- _What needs to be done_
Which lines in the material below contain the string "stem"? Pick out each one and copy it in full.

- _Supplied records_
[start]

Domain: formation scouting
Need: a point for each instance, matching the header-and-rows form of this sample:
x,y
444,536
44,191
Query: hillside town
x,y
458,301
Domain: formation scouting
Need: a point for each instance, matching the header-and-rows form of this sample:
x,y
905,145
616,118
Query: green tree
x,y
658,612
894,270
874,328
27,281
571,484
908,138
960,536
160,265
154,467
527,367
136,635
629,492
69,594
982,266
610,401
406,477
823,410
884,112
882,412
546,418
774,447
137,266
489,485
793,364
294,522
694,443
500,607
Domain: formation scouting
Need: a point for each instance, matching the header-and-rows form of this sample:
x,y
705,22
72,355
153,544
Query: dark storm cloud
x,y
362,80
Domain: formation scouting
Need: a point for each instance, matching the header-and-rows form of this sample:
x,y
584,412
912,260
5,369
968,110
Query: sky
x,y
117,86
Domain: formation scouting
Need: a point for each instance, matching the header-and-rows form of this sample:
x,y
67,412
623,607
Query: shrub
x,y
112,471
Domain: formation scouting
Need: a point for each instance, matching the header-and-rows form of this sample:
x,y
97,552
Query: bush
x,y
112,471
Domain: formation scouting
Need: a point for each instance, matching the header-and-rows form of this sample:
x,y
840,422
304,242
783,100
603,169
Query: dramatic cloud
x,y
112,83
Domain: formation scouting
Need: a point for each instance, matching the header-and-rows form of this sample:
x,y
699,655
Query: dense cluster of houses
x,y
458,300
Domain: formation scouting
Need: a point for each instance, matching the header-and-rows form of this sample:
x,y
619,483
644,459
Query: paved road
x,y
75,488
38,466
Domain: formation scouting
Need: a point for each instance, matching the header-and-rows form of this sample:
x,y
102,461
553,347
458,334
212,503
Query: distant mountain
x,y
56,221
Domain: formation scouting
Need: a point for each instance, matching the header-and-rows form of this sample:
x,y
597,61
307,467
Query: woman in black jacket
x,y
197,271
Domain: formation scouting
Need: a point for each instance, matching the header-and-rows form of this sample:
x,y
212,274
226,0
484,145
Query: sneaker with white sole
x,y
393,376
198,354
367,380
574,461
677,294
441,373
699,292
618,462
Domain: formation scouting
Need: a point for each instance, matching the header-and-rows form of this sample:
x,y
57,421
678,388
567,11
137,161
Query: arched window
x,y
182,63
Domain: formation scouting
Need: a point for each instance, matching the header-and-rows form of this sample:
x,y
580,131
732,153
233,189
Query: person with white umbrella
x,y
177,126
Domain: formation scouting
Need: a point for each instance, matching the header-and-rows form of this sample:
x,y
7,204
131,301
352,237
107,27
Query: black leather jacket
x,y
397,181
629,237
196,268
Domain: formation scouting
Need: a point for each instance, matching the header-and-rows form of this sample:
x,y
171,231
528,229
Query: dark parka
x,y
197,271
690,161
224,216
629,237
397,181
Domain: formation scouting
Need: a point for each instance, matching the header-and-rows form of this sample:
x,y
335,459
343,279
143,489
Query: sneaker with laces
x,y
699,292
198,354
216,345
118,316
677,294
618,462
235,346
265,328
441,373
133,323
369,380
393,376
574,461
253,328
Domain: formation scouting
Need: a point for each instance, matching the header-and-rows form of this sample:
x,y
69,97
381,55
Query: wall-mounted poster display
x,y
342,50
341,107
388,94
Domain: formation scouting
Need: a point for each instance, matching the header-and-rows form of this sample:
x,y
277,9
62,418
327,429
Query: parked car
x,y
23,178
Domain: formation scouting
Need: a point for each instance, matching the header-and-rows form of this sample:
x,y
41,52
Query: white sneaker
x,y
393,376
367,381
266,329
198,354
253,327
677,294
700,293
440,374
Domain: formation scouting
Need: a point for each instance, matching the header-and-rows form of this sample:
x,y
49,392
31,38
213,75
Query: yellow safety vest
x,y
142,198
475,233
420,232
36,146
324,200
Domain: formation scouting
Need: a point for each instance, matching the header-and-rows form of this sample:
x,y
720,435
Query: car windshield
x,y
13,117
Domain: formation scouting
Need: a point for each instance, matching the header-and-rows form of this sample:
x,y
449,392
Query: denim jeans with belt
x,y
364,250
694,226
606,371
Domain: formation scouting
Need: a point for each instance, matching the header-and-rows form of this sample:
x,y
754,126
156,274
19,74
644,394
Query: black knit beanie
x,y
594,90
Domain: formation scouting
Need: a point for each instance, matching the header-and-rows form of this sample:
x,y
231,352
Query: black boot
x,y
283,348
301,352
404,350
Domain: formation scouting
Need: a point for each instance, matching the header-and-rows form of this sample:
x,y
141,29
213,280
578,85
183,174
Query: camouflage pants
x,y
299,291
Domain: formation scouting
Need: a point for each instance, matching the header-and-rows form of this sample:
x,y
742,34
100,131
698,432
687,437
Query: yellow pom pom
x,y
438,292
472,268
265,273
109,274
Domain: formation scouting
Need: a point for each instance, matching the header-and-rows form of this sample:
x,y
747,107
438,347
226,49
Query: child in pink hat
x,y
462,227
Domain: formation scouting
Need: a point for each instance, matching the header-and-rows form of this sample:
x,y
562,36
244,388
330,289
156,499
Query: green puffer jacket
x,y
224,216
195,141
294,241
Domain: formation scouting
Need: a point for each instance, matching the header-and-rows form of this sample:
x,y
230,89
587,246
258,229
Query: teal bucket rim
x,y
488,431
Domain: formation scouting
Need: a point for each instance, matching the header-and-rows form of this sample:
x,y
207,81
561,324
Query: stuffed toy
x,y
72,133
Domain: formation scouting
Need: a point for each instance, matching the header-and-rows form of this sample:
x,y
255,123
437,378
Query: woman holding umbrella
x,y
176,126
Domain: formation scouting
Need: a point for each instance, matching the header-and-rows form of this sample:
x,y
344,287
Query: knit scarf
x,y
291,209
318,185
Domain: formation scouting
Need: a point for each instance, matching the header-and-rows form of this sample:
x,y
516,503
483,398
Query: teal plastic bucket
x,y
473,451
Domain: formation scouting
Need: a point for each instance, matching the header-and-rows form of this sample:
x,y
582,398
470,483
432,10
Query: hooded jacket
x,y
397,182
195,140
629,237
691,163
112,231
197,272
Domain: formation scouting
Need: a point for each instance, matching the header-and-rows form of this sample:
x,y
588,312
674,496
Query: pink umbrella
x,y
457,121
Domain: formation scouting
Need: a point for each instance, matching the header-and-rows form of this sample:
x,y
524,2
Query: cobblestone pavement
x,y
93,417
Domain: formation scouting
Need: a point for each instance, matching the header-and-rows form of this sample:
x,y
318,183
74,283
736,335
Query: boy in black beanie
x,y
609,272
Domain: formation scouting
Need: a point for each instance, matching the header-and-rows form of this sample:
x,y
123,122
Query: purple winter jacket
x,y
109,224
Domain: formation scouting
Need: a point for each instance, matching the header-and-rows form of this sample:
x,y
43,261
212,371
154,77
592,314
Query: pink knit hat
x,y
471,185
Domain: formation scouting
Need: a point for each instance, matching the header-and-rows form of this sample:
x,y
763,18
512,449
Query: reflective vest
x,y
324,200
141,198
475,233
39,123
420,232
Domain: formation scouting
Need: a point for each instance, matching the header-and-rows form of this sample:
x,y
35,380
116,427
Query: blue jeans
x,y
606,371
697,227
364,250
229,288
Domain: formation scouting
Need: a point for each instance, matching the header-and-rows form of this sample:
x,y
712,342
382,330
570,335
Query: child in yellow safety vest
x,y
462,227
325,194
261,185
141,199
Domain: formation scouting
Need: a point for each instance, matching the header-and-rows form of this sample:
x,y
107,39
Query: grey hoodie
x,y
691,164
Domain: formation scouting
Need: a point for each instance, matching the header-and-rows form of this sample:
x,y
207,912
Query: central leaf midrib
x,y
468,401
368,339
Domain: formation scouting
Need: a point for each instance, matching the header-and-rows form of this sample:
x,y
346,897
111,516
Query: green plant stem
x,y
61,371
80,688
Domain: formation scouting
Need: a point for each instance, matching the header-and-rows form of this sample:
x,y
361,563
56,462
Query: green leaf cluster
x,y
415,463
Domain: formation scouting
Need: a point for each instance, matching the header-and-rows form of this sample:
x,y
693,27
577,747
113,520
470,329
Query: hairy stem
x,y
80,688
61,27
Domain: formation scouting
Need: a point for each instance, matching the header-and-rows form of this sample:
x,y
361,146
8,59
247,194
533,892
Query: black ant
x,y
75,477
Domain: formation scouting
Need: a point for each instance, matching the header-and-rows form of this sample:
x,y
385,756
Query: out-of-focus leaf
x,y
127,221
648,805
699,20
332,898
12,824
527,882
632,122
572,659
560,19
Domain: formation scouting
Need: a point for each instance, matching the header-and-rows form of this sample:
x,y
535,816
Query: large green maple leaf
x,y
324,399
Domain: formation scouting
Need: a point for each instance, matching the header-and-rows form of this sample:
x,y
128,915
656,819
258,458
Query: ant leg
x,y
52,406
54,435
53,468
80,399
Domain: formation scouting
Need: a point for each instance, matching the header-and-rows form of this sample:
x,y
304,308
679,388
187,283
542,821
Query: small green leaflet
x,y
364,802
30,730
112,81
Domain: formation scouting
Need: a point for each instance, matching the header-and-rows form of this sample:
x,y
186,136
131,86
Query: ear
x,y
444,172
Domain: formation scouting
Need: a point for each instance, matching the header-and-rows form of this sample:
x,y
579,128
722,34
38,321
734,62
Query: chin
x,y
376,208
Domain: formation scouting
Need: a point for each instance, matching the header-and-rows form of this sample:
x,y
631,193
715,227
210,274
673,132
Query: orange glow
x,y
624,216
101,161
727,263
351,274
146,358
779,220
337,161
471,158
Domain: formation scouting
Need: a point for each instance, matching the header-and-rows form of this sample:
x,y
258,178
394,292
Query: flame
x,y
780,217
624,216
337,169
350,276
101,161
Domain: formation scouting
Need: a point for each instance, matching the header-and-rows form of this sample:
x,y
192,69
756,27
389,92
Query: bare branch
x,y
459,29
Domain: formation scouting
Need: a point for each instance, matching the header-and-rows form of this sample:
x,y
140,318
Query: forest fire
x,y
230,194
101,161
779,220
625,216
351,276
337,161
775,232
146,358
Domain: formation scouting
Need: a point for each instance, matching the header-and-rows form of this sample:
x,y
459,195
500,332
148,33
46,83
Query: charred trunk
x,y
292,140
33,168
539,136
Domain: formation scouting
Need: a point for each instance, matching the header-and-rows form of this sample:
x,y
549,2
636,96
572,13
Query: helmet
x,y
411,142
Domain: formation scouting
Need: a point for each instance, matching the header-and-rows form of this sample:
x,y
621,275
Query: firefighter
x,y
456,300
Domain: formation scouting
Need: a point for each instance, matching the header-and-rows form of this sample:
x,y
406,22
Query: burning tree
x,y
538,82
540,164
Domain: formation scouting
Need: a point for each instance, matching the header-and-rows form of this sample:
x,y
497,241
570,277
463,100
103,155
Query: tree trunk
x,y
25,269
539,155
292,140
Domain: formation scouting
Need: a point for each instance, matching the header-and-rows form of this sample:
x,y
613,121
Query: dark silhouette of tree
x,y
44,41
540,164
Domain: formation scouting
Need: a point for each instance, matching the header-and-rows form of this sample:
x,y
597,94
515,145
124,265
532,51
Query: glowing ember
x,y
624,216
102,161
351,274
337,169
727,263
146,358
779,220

[end]

- _Task result_
Query: green plant stem
Query: hairy stem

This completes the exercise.